Exercise description:
Copy all of the material below word for word, leaving out the pictures.

#####

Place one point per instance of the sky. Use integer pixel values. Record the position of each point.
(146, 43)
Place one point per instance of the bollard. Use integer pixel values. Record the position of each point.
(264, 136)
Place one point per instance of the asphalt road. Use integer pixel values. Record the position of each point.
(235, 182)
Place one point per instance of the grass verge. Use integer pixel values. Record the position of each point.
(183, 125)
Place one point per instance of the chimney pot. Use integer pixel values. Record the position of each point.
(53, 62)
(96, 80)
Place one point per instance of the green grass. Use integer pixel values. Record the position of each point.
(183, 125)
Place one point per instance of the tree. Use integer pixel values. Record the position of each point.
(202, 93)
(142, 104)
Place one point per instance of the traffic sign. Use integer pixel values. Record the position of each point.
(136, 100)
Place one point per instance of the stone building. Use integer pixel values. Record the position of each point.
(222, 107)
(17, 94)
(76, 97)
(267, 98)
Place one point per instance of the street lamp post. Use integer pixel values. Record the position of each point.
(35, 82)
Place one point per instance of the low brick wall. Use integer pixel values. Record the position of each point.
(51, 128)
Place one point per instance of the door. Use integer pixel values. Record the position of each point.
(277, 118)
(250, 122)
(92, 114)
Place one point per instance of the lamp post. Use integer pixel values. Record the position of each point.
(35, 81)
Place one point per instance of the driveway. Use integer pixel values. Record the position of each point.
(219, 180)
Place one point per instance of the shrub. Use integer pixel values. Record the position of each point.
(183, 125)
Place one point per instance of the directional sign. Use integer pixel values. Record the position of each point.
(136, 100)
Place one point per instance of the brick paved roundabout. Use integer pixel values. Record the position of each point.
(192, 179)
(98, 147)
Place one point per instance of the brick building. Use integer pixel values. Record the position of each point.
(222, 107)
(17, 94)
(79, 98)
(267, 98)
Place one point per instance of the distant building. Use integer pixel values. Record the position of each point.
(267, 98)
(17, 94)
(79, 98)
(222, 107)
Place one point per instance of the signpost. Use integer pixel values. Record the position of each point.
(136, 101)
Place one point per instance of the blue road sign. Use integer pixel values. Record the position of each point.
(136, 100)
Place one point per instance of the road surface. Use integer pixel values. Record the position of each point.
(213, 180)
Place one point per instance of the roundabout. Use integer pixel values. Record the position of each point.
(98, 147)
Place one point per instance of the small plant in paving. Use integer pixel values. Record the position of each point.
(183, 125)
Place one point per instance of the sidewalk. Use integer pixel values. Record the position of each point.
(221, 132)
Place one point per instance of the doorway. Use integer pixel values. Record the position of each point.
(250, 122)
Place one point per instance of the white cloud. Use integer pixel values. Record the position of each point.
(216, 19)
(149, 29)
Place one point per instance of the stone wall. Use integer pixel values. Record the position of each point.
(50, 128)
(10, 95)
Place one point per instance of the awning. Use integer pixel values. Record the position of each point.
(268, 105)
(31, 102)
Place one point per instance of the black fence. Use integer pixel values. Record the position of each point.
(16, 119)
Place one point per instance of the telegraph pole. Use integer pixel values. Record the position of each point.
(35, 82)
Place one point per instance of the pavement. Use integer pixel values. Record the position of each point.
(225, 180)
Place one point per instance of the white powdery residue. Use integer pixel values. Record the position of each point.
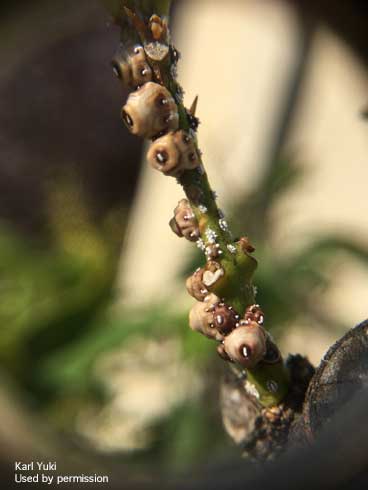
(223, 224)
(201, 245)
(174, 72)
(251, 389)
(272, 386)
(231, 248)
(200, 169)
(211, 235)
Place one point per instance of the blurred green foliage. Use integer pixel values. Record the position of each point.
(58, 321)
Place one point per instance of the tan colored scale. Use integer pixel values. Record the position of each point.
(133, 69)
(184, 222)
(150, 111)
(173, 154)
(246, 344)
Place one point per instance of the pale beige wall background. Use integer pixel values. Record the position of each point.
(242, 81)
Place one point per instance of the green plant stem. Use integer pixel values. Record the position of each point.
(270, 380)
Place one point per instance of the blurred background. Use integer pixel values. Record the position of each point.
(97, 364)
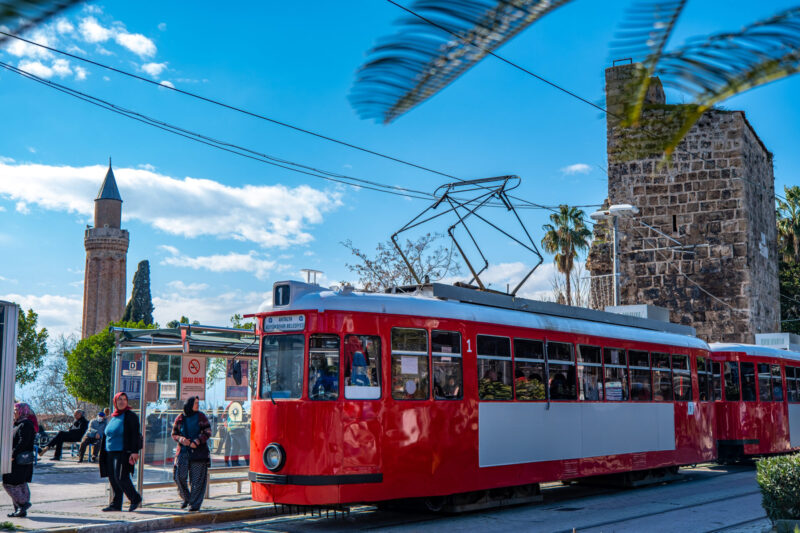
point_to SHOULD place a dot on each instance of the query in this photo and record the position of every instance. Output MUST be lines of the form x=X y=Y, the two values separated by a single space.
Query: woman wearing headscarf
x=16 y=482
x=191 y=431
x=119 y=451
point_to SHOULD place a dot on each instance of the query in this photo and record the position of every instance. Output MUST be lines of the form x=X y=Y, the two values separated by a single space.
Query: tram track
x=369 y=518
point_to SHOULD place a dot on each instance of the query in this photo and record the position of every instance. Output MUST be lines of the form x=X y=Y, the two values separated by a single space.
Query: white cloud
x=136 y=43
x=22 y=49
x=577 y=168
x=154 y=69
x=252 y=262
x=178 y=285
x=93 y=32
x=268 y=215
x=61 y=68
x=215 y=309
x=58 y=313
x=64 y=26
x=36 y=68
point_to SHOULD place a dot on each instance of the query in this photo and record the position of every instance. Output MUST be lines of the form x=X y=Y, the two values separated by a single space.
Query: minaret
x=106 y=251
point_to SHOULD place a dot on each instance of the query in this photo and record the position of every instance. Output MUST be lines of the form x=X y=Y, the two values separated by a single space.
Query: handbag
x=24 y=458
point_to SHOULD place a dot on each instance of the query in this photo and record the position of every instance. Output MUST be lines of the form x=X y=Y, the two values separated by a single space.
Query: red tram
x=375 y=397
x=757 y=407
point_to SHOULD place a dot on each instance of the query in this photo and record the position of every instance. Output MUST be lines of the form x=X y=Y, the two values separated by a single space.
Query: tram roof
x=313 y=297
x=754 y=350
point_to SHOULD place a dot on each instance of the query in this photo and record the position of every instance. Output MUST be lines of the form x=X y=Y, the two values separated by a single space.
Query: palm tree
x=442 y=39
x=565 y=237
x=788 y=215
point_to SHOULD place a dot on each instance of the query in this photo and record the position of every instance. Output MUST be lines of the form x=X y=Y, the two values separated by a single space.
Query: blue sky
x=219 y=229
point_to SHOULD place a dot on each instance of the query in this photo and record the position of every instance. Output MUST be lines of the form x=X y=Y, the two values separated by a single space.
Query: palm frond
x=18 y=16
x=433 y=49
x=724 y=65
x=643 y=35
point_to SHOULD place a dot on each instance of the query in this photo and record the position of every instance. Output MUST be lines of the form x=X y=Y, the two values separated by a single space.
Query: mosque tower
x=106 y=253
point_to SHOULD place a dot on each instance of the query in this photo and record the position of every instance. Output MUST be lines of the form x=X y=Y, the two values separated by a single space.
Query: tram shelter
x=159 y=369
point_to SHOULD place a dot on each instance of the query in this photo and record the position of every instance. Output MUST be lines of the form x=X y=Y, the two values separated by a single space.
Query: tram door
x=9 y=314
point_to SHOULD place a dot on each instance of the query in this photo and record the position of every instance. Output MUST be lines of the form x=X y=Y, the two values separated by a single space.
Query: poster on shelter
x=236 y=381
x=193 y=377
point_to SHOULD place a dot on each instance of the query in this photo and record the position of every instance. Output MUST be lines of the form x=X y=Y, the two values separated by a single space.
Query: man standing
x=74 y=434
x=93 y=436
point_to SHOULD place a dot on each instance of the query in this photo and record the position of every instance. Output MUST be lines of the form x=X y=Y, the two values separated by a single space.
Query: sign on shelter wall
x=193 y=377
x=236 y=380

#####

Finished task:
Place one point per instance of the sky. Use integer pixel values. Record the position of each point.
(146, 43)
Place one point per instance of the bollard. Use integer pixel values. Record the position of each point.
(264, 136)
Place one point per instance of the asphalt road. Use integer pixel values. Record the position of each point.
(235, 182)
Place one point per instance of the grass verge. Use integer pixel values. Record the position of each point.
(183, 125)
Place one point per instance of the chimney pot. Use integer pixel values. Record the position of each point.
(53, 62)
(96, 80)
Place one point per instance of the green grass. Use integer pixel values. Record the position of each point.
(183, 125)
Place one point per instance of the tree. Use integer pixel values. Record the position of each point.
(202, 93)
(142, 104)
Place one point per instance of the traffic sign. Use integer pixel values. Record the position of each point.
(136, 100)
Place one point per instance of the stone building. Use integer pixel values. Record the position of each point.
(222, 107)
(17, 94)
(76, 97)
(267, 98)
Place one point per instance of the street lamp post. Use integer pixel values. Record the position of each point.
(35, 82)
Place one point per instance of the low brick wall. Use integer pixel values. Record the position of each point.
(51, 128)
Place one point per instance of the door. Use integer pixel values. Record the position of each point.
(277, 118)
(250, 122)
(92, 114)
Place one point per instance of the lamp post. Use integer pixel values. Record the position of each point.
(35, 81)
Place one point per instance of the driveway. Use integer pixel values. Record the position of each point.
(219, 180)
Place one point per instance of the shrub. Use integer pixel values. Record the position of each point.
(183, 125)
Place one point per instance of the directional sign. Use integer pixel values. Record the position of each point.
(136, 100)
Place one point per instance of the brick paved roundabout. Use integer pixel values. Record the position of each point.
(192, 179)
(98, 147)
Place one point per instance of the brick building. Use integer pixel values. Record the position of each point.
(222, 107)
(17, 94)
(79, 98)
(267, 98)
Place one point per instance of the distant building. Use integer pixel values. Record the position of each point.
(267, 98)
(17, 94)
(79, 98)
(222, 107)
Place one point per instance of the signpost. Use integer pixel values. Record the position of each point.
(136, 101)
Place one point per instance of the blue road sign. Use integer pixel values. Record the position of each point.
(136, 100)
Place one point per instance of the road surface. Use integer pixel values. Record the position of each point.
(213, 180)
Place one point per instance of the roundabout. Use integer pixel values. Record the position of each point.
(98, 147)
Place one point per instance of the small plant in paving. Use integer pixel values. Record the position of each point.
(183, 125)
Place one point per instance of the sidewalk. Use integer pixel values. Record the position of each point.
(221, 132)
Place one point per instance of the doorway. Use integer pixel values. Record the position of each point.
(250, 122)
Place one point per instance of the white cloud. Use integer pixel values. Record the position of each point.
(216, 19)
(149, 29)
Place one point per instance of the stone wall. Use integer pixel values. Record the position of each point.
(50, 128)
(10, 95)
Place one point per instance of the awning. Use integer pixel values. Record the position of each point.
(268, 105)
(31, 102)
Place one point per instance of the black fence. Use integer pixel values. Record the position of each point.
(16, 119)
Place one point per instance of the telegraph pole. Use integer pixel values. Record the position of each point.
(35, 82)
Place one point per instance of the pavement. Use integer pixel values. Record the position of each point.
(225, 180)
Place one point per instance of the white powdery residue. Use integer pixel values. Record the position of each point.
(223, 224)
(201, 245)
(174, 72)
(251, 389)
(272, 386)
(231, 248)
(200, 169)
(211, 235)
Place one point per instance of the blurred green foliage. Use integer pixel values. Record the position of each point.
(58, 321)
Place one point per instance of the tan colored scale. Use integer pixel values. Record the position of each point.
(133, 69)
(184, 222)
(150, 111)
(173, 154)
(246, 344)
Place one point per instance of the pale beige wall background. Use integer pixel values. Record the position of each point.
(242, 81)
Place one point per instance of the green plant stem. Use integer pixel values. Record the position of each point.
(270, 380)
Place one point per instance of the blurred background. Use integer pixel values. Record the position of each point.
(97, 364)
point_to SHOULD place a dot on each instance of the query in this photo and record the position of every instance. Output MUST be lines of the form x=X y=Y, the two values separated by a single space.
Query: woman wearing headscarf
x=16 y=482
x=191 y=431
x=119 y=451
point_to SHOULD place a dot on each instance of the query in this photo and record the position of every instance. Output MUST be lines of the form x=X y=Y, the two values separated by a single space.
Query: tram track
x=369 y=518
point_to SHOULD place a dot on each instance of the query in this photo and record the position of every instance. Output MUST be lines of the form x=X y=Y, the two values separated by a single space.
Query: white cloud
x=136 y=43
x=22 y=49
x=577 y=168
x=154 y=69
x=252 y=262
x=178 y=285
x=93 y=32
x=268 y=215
x=61 y=68
x=215 y=309
x=58 y=313
x=64 y=26
x=36 y=68
point_to SHOULD place a dot on each instance of the query in this photo and record the position of every instance. Output MUST be lines of the form x=X y=Y, the two values separated by a single space.
Query: minaret
x=106 y=251
point_to SHOULD place a dot on each instance of the query in this photo and record the position of every instance. Output MUST be lines of the form x=X y=Y, the two values separated by a single space.
Query: handbag
x=24 y=458
point_to SHOULD place a dot on each instance of the query in this photo and record the position of every instance. Output MUST be lines of the form x=X y=Y, the two values separated by a single space.
Query: red tram
x=375 y=397
x=757 y=407
point_to SHOULD place a dot on each instance of the query in this photo and record the position of every instance. Output MUST be lines of the form x=X y=Y, the two values separated by a single space.
Query: tram roof
x=313 y=297
x=754 y=350
point_to SHOULD place a dot on each instance of the query in this photo and record the position of every instance. Output MUST be lines of the form x=X y=Y, the two values separated by a single space.
Query: palm tree
x=442 y=39
x=565 y=237
x=788 y=215
point_to SHOULD place a dot on each instance of the query in this photo and record the position of every instance. Output MUST be lines of the form x=X y=Y, the two values separated by a single space.
Query: blue sky
x=219 y=229
point_to SHOULD place a dot on each instance of the query in this photo and record the position of every instance. Output MUST be lines of the form x=X y=Y, the two values separated by a single space.
Query: palm frond
x=18 y=16
x=433 y=49
x=724 y=65
x=643 y=35
point_to SHOULD place a dot on each instance of the query in this photo and record the position of every instance. Output MUST be lines of the form x=X y=Y, the two values separated by a single space.
Query: mosque tower
x=106 y=253
point_to SHOULD place a dot on each instance of the query in this photo and record the position of every instance. Output MUST be lines of the form x=X y=Y, the two values separated by a single space.
Query: tram shelter
x=159 y=369
point_to SHOULD place a dot on each instance of the query in this photo and record the position of every instance. Output MUST be lines of the form x=X y=Y, the two values separated by a single space.
Query: tram door
x=9 y=314
point_to SHOULD place a dot on each instance of the query in this photo and record the position of every instance. Output MUST be lines of the form x=X y=Y, the two values separated by a single space.
Query: poster on shelter
x=236 y=381
x=193 y=377
point_to SHOULD place a dot on each instance of the query in this photo and record the position of every instance. Output MUST be lines of the form x=X y=Y, the two values separated by a single space.
Query: man standing
x=74 y=434
x=93 y=436
point_to SHOULD place a dot on each instance of the query in this photo and record the position of every instance. Output MUST be lines of the form x=X y=Y, the two values separated by a single space.
Query: sign on shelter wall
x=193 y=377
x=236 y=380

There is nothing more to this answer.